(Extracted data entries)
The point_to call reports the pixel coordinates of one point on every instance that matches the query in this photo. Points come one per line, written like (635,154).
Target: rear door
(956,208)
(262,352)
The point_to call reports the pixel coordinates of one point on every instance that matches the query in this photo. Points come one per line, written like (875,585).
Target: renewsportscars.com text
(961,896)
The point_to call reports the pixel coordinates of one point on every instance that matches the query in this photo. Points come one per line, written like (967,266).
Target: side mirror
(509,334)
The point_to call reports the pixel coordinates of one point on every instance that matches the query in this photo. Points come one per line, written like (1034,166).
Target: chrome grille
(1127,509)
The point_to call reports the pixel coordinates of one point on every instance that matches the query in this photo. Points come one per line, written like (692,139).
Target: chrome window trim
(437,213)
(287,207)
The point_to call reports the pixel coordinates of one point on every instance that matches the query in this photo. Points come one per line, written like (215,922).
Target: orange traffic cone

> Problem to solve: Copy out the whole listing exactly.

> Task output:
The point_to call reports the pixel coordinates of one point on every instance that matches the query in this photo. Points come one per line, written like (635,154).
Target: rear door
(956,208)
(262,352)
The point_to call reports the pixel coordinates of one point on every instance that matches the query in this photo. Points come one per line, written like (875,585).
Target: renewsportscars.com text
(961,896)
The point_to call reports the pixel coordinates of one point on every instance that matches the query in this photo. Points come one per line, written like (967,266).
Target: side mirror
(509,334)
The point_to call reports the pixel coordinates of one point on every instance that matches the query in this photo. Points come one per line, written like (1034,166).
Target: chrome grille
(1127,509)
The point_to call reports the pixel coordinates of one point on every instance that matches the query in this photo. Points come one per line, written like (692,139).
Target: chrome window trim
(437,213)
(287,207)
The point_to call reports the pixel coordinates of one point on every instance that matches the query in this photo. Points come one per line, written like (215,922).
Target: orange traffic cone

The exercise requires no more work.